* PROBLEM TO WORK ON
In the data that follows, how many lines include the string "below"? Answer with the number alone.

DATASET RECORDS Start Marker

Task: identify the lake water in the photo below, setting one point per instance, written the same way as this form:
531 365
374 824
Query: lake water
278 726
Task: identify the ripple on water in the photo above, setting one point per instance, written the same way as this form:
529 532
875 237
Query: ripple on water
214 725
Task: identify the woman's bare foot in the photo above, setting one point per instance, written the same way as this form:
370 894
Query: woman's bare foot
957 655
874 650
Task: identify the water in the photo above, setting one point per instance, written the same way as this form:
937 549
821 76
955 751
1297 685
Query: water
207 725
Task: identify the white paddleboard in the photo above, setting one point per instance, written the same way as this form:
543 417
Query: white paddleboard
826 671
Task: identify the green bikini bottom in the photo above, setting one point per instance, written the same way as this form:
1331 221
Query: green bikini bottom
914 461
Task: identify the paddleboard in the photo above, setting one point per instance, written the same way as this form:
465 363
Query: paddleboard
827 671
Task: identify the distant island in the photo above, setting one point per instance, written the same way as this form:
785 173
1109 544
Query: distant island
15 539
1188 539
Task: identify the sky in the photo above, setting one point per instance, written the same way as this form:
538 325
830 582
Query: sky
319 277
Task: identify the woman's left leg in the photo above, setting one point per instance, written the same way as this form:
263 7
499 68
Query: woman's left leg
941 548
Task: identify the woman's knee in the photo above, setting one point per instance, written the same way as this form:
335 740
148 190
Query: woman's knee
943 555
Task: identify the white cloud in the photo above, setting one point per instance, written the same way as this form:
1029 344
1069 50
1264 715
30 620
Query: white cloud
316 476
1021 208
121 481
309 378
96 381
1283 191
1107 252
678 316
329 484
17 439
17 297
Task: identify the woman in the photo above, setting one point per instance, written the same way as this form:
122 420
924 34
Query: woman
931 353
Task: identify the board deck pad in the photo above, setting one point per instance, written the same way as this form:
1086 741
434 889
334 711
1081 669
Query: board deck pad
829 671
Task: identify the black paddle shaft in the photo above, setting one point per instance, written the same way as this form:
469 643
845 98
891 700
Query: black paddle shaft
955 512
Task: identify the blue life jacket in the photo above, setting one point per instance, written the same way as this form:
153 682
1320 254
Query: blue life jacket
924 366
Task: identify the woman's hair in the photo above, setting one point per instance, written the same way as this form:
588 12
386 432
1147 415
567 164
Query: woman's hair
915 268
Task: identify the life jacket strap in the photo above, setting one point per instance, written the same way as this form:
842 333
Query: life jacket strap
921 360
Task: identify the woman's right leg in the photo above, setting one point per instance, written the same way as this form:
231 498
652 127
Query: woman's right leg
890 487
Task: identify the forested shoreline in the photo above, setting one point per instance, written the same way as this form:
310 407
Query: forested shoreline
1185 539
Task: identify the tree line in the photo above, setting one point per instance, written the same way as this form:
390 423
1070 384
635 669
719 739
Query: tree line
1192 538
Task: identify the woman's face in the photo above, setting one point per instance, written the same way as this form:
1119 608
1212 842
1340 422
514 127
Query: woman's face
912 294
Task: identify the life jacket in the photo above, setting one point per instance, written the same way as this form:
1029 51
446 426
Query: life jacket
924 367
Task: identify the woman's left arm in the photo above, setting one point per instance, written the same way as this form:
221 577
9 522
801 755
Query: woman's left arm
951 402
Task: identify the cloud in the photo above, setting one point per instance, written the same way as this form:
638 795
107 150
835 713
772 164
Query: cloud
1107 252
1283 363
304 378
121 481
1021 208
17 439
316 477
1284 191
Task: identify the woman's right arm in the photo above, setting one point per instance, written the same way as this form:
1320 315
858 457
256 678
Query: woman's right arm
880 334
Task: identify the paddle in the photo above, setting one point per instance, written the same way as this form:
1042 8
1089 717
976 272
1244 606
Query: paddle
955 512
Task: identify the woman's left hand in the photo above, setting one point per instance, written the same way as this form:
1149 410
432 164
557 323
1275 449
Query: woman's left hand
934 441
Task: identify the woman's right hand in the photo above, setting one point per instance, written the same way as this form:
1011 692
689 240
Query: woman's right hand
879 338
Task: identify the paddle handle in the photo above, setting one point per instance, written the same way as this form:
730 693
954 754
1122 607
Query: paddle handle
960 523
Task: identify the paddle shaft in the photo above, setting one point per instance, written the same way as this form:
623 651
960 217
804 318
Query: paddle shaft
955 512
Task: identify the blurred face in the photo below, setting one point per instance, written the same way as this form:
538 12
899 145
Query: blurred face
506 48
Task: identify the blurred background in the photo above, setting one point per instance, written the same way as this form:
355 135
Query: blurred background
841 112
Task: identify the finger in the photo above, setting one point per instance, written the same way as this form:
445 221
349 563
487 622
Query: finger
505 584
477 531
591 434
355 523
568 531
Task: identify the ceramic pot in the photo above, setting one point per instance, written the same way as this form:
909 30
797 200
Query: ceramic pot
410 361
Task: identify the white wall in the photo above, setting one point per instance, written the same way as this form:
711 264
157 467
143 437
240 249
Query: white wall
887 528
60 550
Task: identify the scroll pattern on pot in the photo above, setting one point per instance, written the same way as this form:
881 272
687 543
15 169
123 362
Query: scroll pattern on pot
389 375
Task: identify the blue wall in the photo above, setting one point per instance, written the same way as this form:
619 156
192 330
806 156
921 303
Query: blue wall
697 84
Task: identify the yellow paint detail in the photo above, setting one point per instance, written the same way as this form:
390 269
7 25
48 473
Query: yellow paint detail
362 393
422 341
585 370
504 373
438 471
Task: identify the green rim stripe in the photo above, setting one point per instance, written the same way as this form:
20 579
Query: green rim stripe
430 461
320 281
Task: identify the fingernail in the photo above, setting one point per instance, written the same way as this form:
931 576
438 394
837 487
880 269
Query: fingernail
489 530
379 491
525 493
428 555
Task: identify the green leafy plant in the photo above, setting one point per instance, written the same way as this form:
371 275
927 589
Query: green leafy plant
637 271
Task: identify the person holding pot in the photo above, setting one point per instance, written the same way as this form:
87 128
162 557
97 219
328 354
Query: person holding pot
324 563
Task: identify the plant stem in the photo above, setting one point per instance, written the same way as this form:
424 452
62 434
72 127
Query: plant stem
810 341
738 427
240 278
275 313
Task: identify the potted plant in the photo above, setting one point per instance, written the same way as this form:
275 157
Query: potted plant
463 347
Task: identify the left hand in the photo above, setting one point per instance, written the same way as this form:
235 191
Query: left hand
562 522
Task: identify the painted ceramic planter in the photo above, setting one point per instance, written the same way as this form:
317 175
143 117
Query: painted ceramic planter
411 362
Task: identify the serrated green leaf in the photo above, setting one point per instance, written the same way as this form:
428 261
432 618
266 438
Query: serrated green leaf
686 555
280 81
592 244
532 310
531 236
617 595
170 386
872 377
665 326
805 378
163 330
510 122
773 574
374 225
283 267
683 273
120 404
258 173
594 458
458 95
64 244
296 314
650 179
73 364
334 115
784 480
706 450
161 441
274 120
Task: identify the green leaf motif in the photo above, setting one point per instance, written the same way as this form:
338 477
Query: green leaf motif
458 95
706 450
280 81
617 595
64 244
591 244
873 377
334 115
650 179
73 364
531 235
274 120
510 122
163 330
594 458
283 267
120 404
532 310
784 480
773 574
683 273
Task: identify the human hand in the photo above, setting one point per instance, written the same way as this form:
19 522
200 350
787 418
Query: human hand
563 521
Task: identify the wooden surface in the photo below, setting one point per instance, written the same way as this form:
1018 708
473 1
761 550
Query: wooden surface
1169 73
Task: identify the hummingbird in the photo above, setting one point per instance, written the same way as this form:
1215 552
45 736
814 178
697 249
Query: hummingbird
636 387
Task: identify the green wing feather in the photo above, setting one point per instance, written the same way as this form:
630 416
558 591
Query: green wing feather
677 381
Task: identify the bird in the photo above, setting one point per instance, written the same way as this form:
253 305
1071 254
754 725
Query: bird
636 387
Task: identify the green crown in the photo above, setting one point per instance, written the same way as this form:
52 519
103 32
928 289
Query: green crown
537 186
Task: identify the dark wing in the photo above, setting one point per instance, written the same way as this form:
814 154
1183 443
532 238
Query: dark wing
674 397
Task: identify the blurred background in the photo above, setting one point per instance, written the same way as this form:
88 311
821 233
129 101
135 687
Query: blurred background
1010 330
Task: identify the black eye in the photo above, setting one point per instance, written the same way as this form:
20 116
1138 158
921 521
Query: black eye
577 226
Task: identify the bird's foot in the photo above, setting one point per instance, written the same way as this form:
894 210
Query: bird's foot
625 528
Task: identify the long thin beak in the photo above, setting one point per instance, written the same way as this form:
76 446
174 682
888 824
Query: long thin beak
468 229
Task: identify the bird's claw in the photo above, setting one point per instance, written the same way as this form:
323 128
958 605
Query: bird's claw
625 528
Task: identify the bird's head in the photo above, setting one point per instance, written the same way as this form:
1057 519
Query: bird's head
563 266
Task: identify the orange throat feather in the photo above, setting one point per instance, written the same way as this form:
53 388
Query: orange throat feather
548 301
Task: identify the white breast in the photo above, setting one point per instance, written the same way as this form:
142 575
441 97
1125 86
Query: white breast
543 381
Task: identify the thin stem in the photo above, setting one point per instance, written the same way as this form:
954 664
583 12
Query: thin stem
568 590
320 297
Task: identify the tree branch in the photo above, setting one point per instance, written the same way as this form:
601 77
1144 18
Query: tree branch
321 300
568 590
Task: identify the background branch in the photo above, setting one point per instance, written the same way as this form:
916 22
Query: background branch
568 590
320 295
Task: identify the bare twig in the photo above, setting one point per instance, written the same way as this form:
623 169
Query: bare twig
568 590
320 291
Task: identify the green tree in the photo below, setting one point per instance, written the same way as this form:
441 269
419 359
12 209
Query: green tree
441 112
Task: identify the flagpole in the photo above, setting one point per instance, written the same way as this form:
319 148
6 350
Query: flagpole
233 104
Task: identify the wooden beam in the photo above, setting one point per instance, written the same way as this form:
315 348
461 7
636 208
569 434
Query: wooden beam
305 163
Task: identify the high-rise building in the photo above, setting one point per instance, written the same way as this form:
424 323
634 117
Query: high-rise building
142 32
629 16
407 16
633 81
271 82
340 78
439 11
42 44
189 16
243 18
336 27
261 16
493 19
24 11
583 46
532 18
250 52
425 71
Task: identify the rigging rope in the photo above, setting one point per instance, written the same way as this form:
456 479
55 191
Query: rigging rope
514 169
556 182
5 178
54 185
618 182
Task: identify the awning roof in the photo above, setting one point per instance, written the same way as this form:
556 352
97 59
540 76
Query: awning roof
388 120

DATASET RECORDS End Marker

* EXERCISE RESULT
4